- _Excerpted text_
Launching her party’s manifesto for the May election, Ms Sturgeon pledged to commit £10m fund for a pilot scheme aimed at providing a better “work-life balance” after the Covid crisis.
“Before the pandemic struck, many people were already worried about work-life balance,” she said. “We want to do more to support people to achieve a better balance and help businesses employ as many people as possible.”
The SNP leader added: “As part of that, we will establish a £10m fund to support willing companies to explore and pilot the benefits of a four-day working week.”
Downing Street confirmed there were no plans for any similar trial for England. “There are no plans for a four-day week,” said Boris Johnson’s official spokesperson.
Earlier this year the Spanish government launched a three-year pilot project using £45m of EU funds for mid-size companies to offer a four-day working week to staff.
Under Jeremy Corbyn, Labour pledged deliver a four-day week within a decade at the 2019 general election. “We should work to live, not live to work,” said then-shadow chancellor John McDonnell.
The SNP has also promised to offer up to £50,000 to Scots to stay on or move to Shetland, Orkney and the Hebrides, under plans to tackle rural population decline on Scotland’s islands.
The so-called island bonds scheme – aimed at helping people buy homes and start businesses to settle over the long-term – will be available to people currently living on the islands and those who wish to move there.
Ms Sturgeon also promised a “transformational” spending increase for the Scottish NHS if her party wins the 6 May Scottish parliament election.
The SNP manifesto contains a pledge to boost frontline NHS spending by at least 20 per cent – a move which would see frontline spending rise by more than £2.5bn by the end of the next Holyrood term.
The first vowed to press ahead in her plans for a referendum on Scottish independence is a majority of pro-breakaway MSPs in the Holyrood parliament.
“I believe passionately that with the powers of independence we can do so much more for Scotland,” she said. “I look around Europe and I see independent countries, of similar size to us, that are among the wealthiest, fairest and happiest in the world.
“If Denmark and Norway and Ireland can do it, then with all our resources and talent, why not Scotland?”

- _Collection entries_

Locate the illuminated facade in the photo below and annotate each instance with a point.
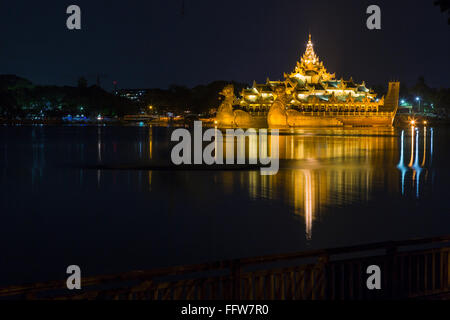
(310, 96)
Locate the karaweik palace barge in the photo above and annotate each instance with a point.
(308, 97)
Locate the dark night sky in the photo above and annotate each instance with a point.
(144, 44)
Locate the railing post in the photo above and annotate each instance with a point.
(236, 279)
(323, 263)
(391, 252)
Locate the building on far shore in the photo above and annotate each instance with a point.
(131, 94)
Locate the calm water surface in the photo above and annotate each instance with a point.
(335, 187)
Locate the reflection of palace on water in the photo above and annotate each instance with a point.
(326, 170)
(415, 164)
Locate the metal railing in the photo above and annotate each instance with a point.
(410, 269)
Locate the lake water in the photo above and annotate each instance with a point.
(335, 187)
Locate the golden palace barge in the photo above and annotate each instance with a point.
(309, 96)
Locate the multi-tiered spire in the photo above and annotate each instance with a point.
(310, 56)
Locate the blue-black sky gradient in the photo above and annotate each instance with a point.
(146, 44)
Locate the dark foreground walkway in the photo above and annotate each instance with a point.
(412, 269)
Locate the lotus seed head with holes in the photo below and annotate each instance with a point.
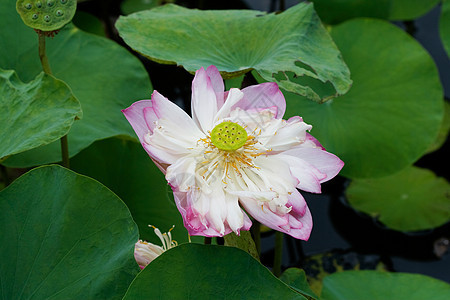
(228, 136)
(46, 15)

--

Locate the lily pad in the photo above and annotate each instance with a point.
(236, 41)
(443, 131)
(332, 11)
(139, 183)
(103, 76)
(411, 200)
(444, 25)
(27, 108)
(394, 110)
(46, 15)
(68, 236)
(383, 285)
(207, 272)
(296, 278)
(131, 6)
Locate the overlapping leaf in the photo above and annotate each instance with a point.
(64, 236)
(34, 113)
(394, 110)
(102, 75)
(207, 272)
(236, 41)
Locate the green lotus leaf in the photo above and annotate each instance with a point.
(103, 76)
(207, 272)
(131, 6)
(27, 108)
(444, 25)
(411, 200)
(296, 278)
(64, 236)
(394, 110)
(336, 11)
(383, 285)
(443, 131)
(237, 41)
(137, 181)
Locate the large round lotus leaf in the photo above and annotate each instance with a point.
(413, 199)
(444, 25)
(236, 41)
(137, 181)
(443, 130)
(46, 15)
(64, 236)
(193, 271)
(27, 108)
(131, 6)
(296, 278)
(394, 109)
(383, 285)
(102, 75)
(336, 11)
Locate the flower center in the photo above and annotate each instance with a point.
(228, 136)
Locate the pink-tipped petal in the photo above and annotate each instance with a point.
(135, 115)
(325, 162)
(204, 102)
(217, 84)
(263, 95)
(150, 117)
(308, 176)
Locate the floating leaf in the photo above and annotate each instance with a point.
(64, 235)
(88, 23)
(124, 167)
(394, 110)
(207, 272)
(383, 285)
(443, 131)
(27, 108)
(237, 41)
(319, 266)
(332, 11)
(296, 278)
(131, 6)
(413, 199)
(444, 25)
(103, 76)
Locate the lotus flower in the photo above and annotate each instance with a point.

* * *

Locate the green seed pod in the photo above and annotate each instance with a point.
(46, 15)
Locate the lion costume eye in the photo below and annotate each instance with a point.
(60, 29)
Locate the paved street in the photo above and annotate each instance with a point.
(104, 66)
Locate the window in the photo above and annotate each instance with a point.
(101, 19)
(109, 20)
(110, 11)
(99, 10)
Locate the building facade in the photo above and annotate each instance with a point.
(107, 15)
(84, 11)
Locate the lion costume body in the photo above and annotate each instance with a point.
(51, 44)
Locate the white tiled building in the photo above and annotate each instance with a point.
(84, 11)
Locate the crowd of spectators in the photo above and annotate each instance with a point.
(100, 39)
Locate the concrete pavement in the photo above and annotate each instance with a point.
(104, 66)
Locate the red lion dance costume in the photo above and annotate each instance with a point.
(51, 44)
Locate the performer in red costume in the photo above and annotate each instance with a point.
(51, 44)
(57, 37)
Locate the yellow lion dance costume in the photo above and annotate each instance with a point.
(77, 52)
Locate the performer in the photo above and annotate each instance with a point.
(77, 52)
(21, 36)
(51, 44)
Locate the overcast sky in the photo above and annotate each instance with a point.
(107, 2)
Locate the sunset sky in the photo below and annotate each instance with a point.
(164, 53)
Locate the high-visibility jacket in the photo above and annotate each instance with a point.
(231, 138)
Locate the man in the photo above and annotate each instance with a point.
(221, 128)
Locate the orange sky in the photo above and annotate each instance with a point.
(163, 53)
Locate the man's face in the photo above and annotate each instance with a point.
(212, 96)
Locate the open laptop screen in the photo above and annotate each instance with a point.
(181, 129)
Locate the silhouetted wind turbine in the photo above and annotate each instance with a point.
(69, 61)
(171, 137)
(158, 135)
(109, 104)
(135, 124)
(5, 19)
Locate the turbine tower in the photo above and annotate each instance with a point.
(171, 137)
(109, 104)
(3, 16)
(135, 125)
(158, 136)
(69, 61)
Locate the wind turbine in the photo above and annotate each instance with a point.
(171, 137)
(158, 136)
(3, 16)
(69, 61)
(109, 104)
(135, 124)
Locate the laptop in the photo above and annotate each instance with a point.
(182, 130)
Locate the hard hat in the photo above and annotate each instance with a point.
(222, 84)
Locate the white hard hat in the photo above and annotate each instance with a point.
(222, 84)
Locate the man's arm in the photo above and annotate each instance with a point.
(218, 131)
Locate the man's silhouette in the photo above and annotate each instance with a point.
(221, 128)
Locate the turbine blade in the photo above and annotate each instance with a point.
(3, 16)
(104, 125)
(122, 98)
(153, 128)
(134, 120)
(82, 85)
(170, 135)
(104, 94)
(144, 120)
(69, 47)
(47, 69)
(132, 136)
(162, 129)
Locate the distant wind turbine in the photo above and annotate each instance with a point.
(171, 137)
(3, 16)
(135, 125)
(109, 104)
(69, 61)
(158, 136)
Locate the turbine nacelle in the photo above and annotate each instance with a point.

- _Aim of the exercise_
Please print the passage of the article on the SNP manifesto starting at "Earlier this year" and ending at "chancellor John McDonnell.", copying it word for word. The records are separate material and have no connection to the article.

- _Written solution_
Earlier this year the Spanish government launched a three-year pilot project using £45m of EU funds for mid-size companies to offer a four-day working week to staff.
Under Jeremy Corbyn, Labour pledged deliver a four-day week within a decade at the 2019 general election. “We should work to live, not live to work,” said then-shadow chancellor John McDonnell.